=== ZIEL DER AUFGABE ===
Geben Sie alle Zeilen der nachstehenden Datensätze als Markdown-Tabelle mit den Spalten „Nummer“ und „Zeile“ wieder. Leerzeilen lassen Sie dabei aus.

=== DATENSÄTZE DIESER ÜBUNG ===
************

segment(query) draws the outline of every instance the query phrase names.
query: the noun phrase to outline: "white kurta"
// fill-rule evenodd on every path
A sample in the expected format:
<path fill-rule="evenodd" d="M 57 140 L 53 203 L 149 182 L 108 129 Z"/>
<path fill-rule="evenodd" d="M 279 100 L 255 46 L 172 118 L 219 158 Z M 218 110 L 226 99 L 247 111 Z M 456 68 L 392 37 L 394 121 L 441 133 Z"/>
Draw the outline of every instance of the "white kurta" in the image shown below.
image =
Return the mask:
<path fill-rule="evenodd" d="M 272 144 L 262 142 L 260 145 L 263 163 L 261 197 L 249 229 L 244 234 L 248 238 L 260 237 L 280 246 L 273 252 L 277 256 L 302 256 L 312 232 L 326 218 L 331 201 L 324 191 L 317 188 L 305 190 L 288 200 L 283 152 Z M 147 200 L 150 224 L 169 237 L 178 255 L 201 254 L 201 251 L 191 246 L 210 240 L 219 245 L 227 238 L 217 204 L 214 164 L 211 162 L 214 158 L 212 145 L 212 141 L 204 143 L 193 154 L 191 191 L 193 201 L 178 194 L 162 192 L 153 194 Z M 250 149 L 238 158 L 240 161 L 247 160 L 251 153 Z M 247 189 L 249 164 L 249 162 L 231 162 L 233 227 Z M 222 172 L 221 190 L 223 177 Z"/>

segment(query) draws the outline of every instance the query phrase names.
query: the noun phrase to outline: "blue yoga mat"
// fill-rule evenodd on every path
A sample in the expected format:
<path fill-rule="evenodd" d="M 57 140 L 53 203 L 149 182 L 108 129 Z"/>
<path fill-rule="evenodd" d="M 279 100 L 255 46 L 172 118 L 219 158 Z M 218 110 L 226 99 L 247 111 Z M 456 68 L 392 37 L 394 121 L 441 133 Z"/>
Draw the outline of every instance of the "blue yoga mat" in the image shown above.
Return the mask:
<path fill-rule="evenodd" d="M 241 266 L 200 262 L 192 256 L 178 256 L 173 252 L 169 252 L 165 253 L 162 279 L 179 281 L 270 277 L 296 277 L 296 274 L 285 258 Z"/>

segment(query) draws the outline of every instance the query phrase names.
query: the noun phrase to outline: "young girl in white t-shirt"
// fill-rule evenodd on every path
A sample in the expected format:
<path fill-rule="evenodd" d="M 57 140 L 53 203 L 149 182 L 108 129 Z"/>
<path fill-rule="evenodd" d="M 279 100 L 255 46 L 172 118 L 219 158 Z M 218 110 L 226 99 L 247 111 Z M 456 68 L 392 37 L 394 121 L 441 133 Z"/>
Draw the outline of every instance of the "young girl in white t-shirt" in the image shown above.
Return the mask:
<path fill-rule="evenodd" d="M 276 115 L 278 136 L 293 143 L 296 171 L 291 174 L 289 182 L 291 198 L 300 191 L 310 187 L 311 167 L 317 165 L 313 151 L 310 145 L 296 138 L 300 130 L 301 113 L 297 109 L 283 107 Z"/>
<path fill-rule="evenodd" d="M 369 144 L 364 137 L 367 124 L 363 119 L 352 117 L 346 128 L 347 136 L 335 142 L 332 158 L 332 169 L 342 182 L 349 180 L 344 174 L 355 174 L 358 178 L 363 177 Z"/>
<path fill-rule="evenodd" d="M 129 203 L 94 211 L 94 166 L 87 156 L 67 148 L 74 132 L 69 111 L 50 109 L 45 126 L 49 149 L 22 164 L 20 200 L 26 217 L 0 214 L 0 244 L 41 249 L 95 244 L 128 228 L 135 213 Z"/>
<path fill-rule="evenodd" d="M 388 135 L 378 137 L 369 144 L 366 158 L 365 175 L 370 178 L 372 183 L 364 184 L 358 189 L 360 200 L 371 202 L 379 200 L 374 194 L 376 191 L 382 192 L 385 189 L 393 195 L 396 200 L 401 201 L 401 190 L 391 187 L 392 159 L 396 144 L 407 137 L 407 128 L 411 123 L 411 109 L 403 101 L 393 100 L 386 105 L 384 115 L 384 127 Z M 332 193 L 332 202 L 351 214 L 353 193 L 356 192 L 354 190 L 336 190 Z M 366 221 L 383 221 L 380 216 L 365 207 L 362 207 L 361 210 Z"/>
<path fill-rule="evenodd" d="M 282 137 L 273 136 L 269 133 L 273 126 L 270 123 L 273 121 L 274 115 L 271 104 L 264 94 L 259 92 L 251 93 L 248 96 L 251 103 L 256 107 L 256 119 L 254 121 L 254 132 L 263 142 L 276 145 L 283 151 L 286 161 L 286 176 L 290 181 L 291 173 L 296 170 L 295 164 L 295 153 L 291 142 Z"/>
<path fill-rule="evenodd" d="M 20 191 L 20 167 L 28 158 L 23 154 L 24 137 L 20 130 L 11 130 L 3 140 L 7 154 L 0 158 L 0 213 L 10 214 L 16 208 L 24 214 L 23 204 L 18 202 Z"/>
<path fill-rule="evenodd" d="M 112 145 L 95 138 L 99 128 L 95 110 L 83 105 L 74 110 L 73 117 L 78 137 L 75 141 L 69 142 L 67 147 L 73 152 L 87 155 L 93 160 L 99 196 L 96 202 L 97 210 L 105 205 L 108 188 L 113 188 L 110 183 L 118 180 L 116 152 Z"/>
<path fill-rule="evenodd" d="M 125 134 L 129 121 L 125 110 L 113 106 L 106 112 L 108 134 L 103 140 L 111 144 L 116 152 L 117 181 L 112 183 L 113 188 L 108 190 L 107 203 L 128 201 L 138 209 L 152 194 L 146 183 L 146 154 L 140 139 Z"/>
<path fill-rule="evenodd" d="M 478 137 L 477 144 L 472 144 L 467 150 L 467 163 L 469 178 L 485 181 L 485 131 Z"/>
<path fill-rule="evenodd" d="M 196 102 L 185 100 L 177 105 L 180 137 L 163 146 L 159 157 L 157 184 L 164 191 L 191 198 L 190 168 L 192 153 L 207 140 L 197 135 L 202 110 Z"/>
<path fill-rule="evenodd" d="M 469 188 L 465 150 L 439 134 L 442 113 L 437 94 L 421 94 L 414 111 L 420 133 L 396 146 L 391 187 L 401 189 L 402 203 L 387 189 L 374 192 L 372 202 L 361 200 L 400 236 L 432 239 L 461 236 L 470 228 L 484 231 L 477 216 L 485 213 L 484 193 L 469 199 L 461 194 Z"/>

************

=== VOLLSTÄNDIGE AUSGABE ===
| Nummer | Zeile |
|---|---|
| 1 | segment(query) draws the outline of every instance the query phrase names. |
| 2 | query: the noun phrase to outline: "white kurta" |
| 3 | // fill-rule evenodd on every path |
| 4 | A sample in the expected format: |
| 5 | <path fill-rule="evenodd" d="M 57 140 L 53 203 L 149 182 L 108 129 Z"/> |
| 6 | <path fill-rule="evenodd" d="M 279 100 L 255 46 L 172 118 L 219 158 Z M 218 110 L 226 99 L 247 111 Z M 456 68 L 392 37 L 394 121 L 441 133 Z"/> |
| 7 | Draw the outline of every instance of the "white kurta" in the image shown below. |
| 8 | image = |
| 9 | Return the mask: |
| 10 | <path fill-rule="evenodd" d="M 272 144 L 262 142 L 260 145 L 263 163 L 261 197 L 249 229 L 244 234 L 248 238 L 260 237 L 280 246 L 273 252 L 277 256 L 302 256 L 312 232 L 326 218 L 331 201 L 324 191 L 317 188 L 305 190 L 288 200 L 283 152 Z M 147 200 L 150 224 L 169 237 L 178 255 L 201 254 L 201 251 L 191 246 L 210 240 L 219 245 L 227 238 L 217 204 L 214 164 L 211 162 L 214 158 L 212 145 L 212 141 L 204 143 L 193 154 L 191 191 L 193 201 L 178 194 L 162 192 L 153 194 Z M 250 149 L 238 158 L 240 161 L 247 160 L 251 153 Z M 247 189 L 249 164 L 249 162 L 231 162 L 233 227 Z M 222 172 L 221 190 L 223 177 Z"/> |
| 11 | segment(query) draws the outline of every instance the query phrase names. |
| 12 | query: the noun phrase to outline: "blue yoga mat" |
| 13 | // fill-rule evenodd on every path |
| 14 | A sample in the expected format: |
| 15 | <path fill-rule="evenodd" d="M 57 140 L 53 203 L 149 182 L 108 129 Z"/> |
| 16 | <path fill-rule="evenodd" d="M 279 100 L 255 46 L 172 118 L 219 158 Z M 218 110 L 226 99 L 247 111 Z M 456 68 L 392 37 L 394 121 L 441 133 Z"/> |
| 17 | Draw the outline of every instance of the "blue yoga mat" in the image shown above. |
| 18 | Return the mask: |
| 19 | <path fill-rule="evenodd" d="M 241 266 L 200 262 L 192 256 L 178 256 L 173 252 L 169 252 L 165 253 L 162 279 L 179 281 L 270 277 L 296 277 L 296 274 L 285 258 Z"/> |
| 20 | segment(query) draws the outline of every instance the query phrase names. |
| 21 | query: the noun phrase to outline: "young girl in white t-shirt" |
| 22 | // fill-rule evenodd on every path |
| 23 | A sample in the expected format: |
| 24 | <path fill-rule="evenodd" d="M 57 140 L 53 203 L 149 182 L 108 129 Z"/> |
| 25 | <path fill-rule="evenodd" d="M 279 100 L 255 46 L 172 118 L 219 158 Z M 218 110 L 226 99 L 247 111 Z M 456 68 L 392 37 L 394 121 L 441 133 Z"/> |
| 26 | Draw the outline of every instance of the "young girl in white t-shirt" in the image shown above. |
| 27 | Return the mask: |
| 28 | <path fill-rule="evenodd" d="M 276 115 L 278 136 L 293 143 L 296 171 L 291 174 L 289 182 L 291 198 L 300 191 L 310 187 L 311 167 L 317 165 L 313 151 L 310 145 L 296 138 L 300 130 L 301 113 L 297 109 L 283 107 Z"/> |
| 29 | <path fill-rule="evenodd" d="M 369 144 L 364 137 L 367 124 L 363 119 L 352 117 L 346 128 L 347 136 L 335 142 L 332 158 L 332 169 L 342 182 L 349 180 L 344 174 L 355 174 L 358 178 L 363 177 Z"/> |
| 30 | <path fill-rule="evenodd" d="M 129 203 L 94 211 L 94 166 L 87 156 L 67 148 L 74 132 L 69 111 L 50 109 L 45 126 L 49 149 L 22 164 L 20 200 L 26 217 L 0 214 L 0 244 L 41 249 L 95 244 L 128 228 L 135 213 Z"/> |
| 31 | <path fill-rule="evenodd" d="M 388 135 L 378 137 L 369 144 L 366 158 L 365 175 L 370 178 L 372 183 L 364 184 L 358 189 L 360 200 L 371 202 L 379 200 L 374 194 L 376 191 L 382 192 L 385 189 L 393 195 L 396 200 L 401 201 L 401 190 L 391 187 L 392 159 L 396 144 L 407 137 L 407 128 L 411 123 L 411 109 L 403 101 L 393 100 L 386 105 L 384 115 L 384 127 Z M 332 193 L 332 202 L 351 214 L 353 193 L 356 192 L 354 190 L 336 190 Z M 366 221 L 383 221 L 380 216 L 365 207 L 362 207 L 361 210 Z"/> |
| 32 | <path fill-rule="evenodd" d="M 282 137 L 273 136 L 269 133 L 273 126 L 270 123 L 273 121 L 274 115 L 271 104 L 264 94 L 259 92 L 251 93 L 248 96 L 251 103 L 256 107 L 256 119 L 254 121 L 254 132 L 263 142 L 276 145 L 283 151 L 286 161 L 286 176 L 290 181 L 291 173 L 296 170 L 295 164 L 295 153 L 291 142 Z"/> |
| 33 | <path fill-rule="evenodd" d="M 20 191 L 20 167 L 28 158 L 23 154 L 24 137 L 20 130 L 11 130 L 3 140 L 7 154 L 0 158 L 0 213 L 10 214 L 16 208 L 24 214 L 23 204 L 18 202 Z"/> |
| 34 | <path fill-rule="evenodd" d="M 112 145 L 95 138 L 99 128 L 95 110 L 83 105 L 74 110 L 73 117 L 78 137 L 75 141 L 69 142 L 67 147 L 73 152 L 87 155 L 93 160 L 99 196 L 96 202 L 97 210 L 105 205 L 108 188 L 113 188 L 110 183 L 118 180 L 116 152 Z"/> |
| 35 | <path fill-rule="evenodd" d="M 125 134 L 129 121 L 125 110 L 113 106 L 106 112 L 108 134 L 103 140 L 111 144 L 116 152 L 117 181 L 112 183 L 113 188 L 108 190 L 107 203 L 128 201 L 138 209 L 152 194 L 146 183 L 146 154 L 140 139 Z"/> |
| 36 | <path fill-rule="evenodd" d="M 478 137 L 477 144 L 472 144 L 467 150 L 467 163 L 469 178 L 485 181 L 485 131 Z"/> |
| 37 | <path fill-rule="evenodd" d="M 196 102 L 185 100 L 177 105 L 180 137 L 163 146 L 159 157 L 157 184 L 164 191 L 191 198 L 190 168 L 192 153 L 207 140 L 197 135 L 202 110 Z"/> |
| 38 | <path fill-rule="evenodd" d="M 469 188 L 465 150 L 439 134 L 442 113 L 437 94 L 421 94 L 414 111 L 420 133 L 396 146 L 391 187 L 401 189 L 402 203 L 387 189 L 374 192 L 372 202 L 361 200 L 400 236 L 432 239 L 461 236 L 470 228 L 484 231 L 477 216 L 485 213 L 484 193 L 469 199 L 461 194 Z"/> |